## Quoted text

□ □ □ □

Oh hey! My last Official Add of 2012 is my first-ever International Band! Anthonie Tonnon, of Tono and the Finance Company, is spectacular and fun and smart and funny and from New Zealand!
As many of you know, my love affair with New Zealand (and its evil stepsister Australia) goes back a long way, starting when I studied abroad in Melbourne in 2005 and took a trip to New Zealand’s North Island before heading home, running through last year when I put on my first ever Band Mom Presents show with a bunch of NZ friends, and now we’ve come to my first ever NZ Band Mom Band! I met Anthonie Tonnon (codename Tono) through Shenandoah Davis, and he came to the US for his first-ever North American tour very recently this fall (you just missed it! It was so nice having him & his gf Karlya around NYC!), but here’s hoping he comes back soon, because he is SO GOOD. Seriously so good. He’s got a real gift for fitting big thoughts into pop hooks and making you want to listen to them over and over. So START LISTENING NOW!!
TONO AND THE FINANCE COMPANY
UP HERE FOR DANCING
Self-Released
When Anthonie Tonnon finally brought his Tono and the Finance Company project to the United States in Autumn 2012, he wasn’t fronting the dramatic, Pulp-esque five-piece that toured with Beirut in his native New Zealand earlier in the year. It was in the humbler guise of an electric guitar wielding solo act, in much the style of his hero, Jonathan Richman. But that is not to understate what is a formidable achievement for a man making music as far away from home as one can get.
Tonnon grew up in Dunedin, a university city at the bottom of New Zealand’s colder, less populated South Island. He started Tono and the Finance Company a generation after the city’s explosion of alternative bands – like The Clean, The Bats and The Verlaines, and labels like Flying Nun and Xpressway, at a time when new bands there seemed destined to work in the shadow of the 80s and early 90s. But despite taking an influence from The Verlaines in particular, and their US contemporaries like Pavement, Tonnon’s songwriting quickly moved in a narrative, character-focused direction with more in common with North Island bands like The Muttonbirds and Lawrence Arabia, American cult acts like Jonathan Richman, The Magnetic Fields, or Randy Newman, and British alternative bands of the same period, particularly Pulp, Morrissey and Billy Bragg.
What set Tonnon apart was his knack of finding something universal while drawing the detail of a specific place. Moving his band to New Zealand’s largest city, Auckland – a sprawling, subtropical city of 1.5 million, he had a hit with “Marion Bates Realty”, a song that captured the frustration of young students and creatives, driven from neighborhood to neighborhood away from high rents in the quickly gentrifying city (“the tide is rising on Grey Lynn, its coming from Herne Bay, they’re painting the houses whiter shades of white”). It was enough to land the growing ensemble the Beirut opening slot, and scrape the funds together to record with legendary Dunedin engineer Tex Houston (The Clean, The 3Ds).

□ □ □ □

## Task instructions
a – According to the Tono and the Finance Company post, which band did the five-piece lineup tour with in New Zealand?
b – Carry on the Tono and the Finance Company post past its final sentence.
The items after this point come from a different source than the Tono and the Finance Company post.

□ □ □ □

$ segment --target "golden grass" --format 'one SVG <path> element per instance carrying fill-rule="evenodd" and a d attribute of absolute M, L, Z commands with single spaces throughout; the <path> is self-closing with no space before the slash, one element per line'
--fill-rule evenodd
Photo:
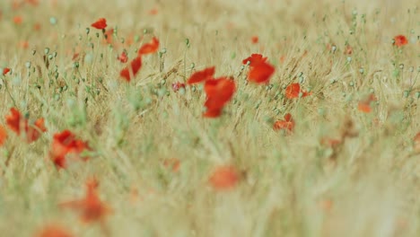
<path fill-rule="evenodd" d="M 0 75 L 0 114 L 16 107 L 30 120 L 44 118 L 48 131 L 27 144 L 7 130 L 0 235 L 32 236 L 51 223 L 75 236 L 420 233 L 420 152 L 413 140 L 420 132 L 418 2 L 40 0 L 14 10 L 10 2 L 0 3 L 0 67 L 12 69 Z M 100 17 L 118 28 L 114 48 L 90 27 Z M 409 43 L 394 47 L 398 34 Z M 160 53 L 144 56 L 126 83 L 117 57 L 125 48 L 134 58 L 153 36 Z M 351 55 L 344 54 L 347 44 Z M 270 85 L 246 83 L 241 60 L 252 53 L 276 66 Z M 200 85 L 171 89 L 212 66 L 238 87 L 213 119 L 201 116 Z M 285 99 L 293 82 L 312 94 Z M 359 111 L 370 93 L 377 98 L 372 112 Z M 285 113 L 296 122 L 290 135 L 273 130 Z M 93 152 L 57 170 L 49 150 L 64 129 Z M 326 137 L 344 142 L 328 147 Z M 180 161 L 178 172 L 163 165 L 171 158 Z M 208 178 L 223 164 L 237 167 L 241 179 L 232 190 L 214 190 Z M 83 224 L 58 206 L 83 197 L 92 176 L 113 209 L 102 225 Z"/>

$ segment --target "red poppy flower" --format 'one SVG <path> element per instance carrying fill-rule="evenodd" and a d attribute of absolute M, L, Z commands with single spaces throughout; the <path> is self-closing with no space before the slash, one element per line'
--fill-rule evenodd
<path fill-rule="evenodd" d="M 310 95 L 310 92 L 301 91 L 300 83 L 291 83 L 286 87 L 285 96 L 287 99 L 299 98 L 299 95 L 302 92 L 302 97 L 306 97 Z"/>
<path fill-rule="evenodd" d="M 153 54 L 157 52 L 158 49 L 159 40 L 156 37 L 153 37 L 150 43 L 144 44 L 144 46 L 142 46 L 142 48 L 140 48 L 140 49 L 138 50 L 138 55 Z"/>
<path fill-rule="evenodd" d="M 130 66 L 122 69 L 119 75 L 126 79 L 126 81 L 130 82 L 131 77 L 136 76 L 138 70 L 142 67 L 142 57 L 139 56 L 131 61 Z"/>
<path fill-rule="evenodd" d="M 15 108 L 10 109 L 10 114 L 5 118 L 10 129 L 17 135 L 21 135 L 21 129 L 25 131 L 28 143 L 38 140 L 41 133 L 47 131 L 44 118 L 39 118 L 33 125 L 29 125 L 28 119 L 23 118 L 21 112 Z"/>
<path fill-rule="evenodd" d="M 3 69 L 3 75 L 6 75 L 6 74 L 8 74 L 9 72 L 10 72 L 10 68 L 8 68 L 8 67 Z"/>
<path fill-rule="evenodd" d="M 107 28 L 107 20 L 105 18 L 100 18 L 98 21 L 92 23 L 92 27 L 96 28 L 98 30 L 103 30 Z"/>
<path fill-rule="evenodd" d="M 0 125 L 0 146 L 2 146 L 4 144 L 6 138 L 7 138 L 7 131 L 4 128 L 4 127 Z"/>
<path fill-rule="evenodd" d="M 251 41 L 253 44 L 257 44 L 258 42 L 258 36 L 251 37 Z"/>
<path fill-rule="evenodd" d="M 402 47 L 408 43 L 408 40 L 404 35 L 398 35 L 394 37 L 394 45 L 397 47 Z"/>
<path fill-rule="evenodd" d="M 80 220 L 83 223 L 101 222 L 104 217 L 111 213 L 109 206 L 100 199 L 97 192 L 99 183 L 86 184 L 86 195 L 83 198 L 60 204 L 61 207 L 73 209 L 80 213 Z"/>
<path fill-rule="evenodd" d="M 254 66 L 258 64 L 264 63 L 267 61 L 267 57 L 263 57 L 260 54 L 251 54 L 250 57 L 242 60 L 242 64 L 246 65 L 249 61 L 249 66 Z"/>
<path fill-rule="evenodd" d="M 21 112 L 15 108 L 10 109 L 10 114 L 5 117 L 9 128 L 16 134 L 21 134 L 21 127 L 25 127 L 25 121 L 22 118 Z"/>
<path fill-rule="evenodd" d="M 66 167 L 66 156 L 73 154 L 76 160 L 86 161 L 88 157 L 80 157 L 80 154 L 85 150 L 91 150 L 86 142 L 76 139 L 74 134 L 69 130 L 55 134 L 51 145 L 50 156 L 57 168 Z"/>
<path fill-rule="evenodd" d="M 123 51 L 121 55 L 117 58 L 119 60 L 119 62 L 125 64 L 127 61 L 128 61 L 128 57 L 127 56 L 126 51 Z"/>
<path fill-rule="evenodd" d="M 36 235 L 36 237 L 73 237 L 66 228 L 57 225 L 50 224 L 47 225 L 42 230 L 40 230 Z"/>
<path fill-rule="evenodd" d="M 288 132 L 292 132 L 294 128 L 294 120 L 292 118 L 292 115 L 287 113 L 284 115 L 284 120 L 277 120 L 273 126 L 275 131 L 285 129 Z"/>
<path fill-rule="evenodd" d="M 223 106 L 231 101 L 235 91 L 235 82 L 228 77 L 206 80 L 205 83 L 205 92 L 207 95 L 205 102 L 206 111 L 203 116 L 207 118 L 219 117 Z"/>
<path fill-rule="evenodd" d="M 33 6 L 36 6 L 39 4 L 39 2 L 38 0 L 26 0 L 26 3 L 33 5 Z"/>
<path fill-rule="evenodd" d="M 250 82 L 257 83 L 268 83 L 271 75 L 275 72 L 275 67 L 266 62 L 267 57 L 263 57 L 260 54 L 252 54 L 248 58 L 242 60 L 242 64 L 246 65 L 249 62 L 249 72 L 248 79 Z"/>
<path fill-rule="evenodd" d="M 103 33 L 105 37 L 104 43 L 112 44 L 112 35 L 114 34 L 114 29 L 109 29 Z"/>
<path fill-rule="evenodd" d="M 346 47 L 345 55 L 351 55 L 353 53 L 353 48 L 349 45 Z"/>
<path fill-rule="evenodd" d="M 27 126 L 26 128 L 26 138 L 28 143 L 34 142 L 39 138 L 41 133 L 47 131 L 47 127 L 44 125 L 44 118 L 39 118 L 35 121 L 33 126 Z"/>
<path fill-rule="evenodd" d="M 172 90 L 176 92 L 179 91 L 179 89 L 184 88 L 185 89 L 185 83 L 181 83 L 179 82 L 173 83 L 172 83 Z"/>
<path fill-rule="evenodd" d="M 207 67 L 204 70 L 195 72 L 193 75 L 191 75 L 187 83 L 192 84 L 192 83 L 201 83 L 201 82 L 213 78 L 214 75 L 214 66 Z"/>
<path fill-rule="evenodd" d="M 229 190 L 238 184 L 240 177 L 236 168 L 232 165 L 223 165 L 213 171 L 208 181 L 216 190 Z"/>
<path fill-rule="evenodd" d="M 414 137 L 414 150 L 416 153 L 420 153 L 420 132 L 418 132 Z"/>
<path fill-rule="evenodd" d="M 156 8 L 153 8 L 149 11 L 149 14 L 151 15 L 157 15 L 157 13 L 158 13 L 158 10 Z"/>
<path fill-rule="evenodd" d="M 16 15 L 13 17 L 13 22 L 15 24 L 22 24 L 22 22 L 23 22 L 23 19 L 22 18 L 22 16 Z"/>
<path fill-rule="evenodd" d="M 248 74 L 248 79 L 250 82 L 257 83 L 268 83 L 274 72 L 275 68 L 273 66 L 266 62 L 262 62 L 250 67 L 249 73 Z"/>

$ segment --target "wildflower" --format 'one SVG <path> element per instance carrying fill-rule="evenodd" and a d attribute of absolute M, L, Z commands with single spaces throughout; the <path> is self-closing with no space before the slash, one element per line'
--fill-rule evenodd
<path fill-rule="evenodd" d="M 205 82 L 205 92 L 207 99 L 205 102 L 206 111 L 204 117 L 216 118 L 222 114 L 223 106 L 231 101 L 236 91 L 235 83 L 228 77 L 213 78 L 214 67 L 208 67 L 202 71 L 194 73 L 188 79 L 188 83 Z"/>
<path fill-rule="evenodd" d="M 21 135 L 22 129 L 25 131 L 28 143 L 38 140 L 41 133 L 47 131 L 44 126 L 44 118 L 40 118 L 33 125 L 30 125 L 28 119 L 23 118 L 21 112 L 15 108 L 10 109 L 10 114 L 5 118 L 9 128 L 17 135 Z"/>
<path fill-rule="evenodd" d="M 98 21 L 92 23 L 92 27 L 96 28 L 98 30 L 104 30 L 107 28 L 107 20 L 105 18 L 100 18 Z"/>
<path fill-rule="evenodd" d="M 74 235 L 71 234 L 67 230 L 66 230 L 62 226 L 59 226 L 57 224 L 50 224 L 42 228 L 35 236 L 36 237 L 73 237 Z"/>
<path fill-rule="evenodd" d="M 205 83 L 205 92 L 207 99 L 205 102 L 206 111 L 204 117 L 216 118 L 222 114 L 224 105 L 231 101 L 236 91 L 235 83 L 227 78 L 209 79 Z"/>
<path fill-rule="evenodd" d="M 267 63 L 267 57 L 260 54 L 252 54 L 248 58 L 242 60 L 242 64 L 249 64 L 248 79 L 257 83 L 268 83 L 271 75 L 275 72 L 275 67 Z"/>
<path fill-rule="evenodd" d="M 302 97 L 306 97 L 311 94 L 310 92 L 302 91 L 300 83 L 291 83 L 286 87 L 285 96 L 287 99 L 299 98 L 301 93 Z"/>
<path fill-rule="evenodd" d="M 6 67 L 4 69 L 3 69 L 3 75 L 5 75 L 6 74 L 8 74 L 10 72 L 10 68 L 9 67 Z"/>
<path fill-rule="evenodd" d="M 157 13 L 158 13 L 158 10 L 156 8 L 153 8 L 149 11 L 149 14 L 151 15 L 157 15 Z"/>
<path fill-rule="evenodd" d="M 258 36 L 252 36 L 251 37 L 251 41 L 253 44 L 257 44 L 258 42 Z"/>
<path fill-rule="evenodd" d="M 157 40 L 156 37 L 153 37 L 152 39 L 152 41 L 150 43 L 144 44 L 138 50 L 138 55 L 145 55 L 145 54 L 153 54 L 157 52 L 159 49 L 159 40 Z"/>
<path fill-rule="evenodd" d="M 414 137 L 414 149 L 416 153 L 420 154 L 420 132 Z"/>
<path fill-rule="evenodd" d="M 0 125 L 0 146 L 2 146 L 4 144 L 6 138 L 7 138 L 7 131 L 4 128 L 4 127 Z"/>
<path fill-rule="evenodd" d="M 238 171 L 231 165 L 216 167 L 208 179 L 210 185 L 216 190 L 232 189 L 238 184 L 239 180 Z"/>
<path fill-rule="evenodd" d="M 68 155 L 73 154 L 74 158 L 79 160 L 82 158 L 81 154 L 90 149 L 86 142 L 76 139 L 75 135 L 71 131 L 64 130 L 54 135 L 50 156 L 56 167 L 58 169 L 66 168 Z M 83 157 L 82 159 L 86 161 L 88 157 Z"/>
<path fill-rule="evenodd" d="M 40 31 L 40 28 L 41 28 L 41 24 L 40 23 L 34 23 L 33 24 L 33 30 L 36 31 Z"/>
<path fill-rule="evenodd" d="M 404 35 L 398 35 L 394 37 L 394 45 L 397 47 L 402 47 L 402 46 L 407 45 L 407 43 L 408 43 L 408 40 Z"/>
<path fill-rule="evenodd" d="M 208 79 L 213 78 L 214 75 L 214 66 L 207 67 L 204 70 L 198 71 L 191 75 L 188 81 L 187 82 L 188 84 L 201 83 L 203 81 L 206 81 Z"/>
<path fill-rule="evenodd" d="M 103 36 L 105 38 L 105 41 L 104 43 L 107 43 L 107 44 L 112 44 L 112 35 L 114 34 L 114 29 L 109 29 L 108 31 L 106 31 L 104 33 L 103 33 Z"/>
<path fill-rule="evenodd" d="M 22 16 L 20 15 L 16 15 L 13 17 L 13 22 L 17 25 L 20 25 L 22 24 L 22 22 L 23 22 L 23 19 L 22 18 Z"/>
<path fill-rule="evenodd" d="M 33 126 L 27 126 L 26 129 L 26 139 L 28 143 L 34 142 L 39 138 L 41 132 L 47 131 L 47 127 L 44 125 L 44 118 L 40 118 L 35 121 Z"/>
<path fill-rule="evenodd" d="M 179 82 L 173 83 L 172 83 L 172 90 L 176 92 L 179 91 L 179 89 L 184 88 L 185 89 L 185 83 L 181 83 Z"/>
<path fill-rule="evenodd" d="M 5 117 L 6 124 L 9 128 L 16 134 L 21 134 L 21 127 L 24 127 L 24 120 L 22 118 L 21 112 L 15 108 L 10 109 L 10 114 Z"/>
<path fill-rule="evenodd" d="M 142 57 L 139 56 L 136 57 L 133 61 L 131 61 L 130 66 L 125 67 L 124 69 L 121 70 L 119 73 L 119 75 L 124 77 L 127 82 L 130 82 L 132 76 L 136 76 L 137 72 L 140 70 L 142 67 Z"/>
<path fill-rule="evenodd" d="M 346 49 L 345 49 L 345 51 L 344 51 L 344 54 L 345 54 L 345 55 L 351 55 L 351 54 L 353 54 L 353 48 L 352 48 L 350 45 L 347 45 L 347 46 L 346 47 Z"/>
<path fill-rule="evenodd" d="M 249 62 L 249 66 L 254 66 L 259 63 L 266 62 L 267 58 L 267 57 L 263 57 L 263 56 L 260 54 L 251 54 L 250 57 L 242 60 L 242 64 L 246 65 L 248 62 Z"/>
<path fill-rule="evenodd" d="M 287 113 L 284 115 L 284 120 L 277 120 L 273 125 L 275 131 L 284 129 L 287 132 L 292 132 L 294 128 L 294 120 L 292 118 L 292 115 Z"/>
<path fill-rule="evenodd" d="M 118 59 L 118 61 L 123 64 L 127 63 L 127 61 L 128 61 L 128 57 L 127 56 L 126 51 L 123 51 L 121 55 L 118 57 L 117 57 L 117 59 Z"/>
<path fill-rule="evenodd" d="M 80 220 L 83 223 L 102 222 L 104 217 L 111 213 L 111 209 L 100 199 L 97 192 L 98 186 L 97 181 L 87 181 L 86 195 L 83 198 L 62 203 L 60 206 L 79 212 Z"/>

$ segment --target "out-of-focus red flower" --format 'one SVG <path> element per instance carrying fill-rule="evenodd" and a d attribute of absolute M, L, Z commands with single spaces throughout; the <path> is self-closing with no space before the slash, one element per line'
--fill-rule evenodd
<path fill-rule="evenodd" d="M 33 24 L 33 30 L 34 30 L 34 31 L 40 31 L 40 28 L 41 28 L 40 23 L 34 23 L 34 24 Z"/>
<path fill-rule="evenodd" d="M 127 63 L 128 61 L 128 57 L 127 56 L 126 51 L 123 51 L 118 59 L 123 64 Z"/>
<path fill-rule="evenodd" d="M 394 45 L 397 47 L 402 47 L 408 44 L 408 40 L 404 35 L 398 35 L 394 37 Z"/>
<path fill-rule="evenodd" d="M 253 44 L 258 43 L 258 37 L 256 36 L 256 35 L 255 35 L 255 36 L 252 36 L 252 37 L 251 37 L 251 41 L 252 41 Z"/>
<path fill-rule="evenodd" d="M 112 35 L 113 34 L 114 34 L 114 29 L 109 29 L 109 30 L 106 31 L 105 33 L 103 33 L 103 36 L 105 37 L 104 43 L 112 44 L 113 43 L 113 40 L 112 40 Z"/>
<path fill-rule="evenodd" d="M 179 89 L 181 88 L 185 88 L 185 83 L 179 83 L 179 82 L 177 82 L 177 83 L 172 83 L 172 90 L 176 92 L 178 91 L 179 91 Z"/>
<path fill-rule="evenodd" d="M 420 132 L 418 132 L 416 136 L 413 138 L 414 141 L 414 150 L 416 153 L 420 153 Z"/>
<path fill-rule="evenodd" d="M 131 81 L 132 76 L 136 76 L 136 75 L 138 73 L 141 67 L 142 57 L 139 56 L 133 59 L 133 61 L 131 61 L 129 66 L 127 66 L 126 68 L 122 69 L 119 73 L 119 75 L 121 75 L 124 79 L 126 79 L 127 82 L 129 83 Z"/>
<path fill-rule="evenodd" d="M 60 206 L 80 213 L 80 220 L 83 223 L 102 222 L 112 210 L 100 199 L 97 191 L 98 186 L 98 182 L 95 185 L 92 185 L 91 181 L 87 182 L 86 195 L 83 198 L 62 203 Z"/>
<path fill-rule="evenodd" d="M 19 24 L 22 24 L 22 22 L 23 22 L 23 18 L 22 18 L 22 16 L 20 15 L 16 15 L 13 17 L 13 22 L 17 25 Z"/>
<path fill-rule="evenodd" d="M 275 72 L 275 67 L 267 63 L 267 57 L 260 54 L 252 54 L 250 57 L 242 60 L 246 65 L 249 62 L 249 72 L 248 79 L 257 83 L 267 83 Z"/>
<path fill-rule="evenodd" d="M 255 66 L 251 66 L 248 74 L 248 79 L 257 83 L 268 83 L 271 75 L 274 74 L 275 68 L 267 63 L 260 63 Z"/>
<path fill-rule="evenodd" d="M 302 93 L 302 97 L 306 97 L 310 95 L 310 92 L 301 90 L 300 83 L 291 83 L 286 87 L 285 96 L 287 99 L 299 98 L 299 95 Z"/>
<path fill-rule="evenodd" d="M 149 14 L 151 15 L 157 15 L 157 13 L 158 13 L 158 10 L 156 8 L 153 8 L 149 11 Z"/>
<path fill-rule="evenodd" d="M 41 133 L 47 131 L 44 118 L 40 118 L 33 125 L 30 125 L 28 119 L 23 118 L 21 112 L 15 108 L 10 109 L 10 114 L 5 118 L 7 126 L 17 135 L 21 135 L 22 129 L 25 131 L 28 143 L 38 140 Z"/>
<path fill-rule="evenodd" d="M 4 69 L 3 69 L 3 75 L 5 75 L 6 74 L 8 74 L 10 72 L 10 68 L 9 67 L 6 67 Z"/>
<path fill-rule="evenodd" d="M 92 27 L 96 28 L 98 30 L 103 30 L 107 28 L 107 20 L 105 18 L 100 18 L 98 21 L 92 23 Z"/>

□ □ □ □

## The results
a – Beirut.

b –
Details change, but Tonnon’s neighborhood of Grey Lynn exists everywhere – it could be Silverlake or Williamsburg or any other place where characters like Tonnon are “gentrified out of my street.” On his first LP, Tonnon crafts the sound of urban life and its fraught decisions for young people, whether in ode to the purgatory of being in between the age of irresponsibility and respectability in “Twenty-three”, telling drunken tales of art gallery hopping blocked artists in “Tim”, or just the difficulty of removing clothing at pressing times in the slacker guitar anthem “Skinny Jeans”.
It’s that meeting of the universal, and the strange, antipodean specifics that makes Tonnon’s writing so engaging. But growing up in a place like New Zealand – a country with such a voracious cultural appetite, yet separated by so many miles of ocean from the cultural centers of the world, can cause a heavy case of island syndrome. In “Up Here For Thinking, Down There For Dancing”, one of the more unusual songs on the album, Tonnon taps into a very real part of the New Zealand psyche, one that looks desperately outward for affirmation, singing in the shoes of an elderly man who breaks into a never-ending chorus of “America, Merica, Merica,” after offering a young man somewhat conflicted money advice. Having calmed his own island syndrome with his first US tour, we can only hope Anthonie Tonnon will be back.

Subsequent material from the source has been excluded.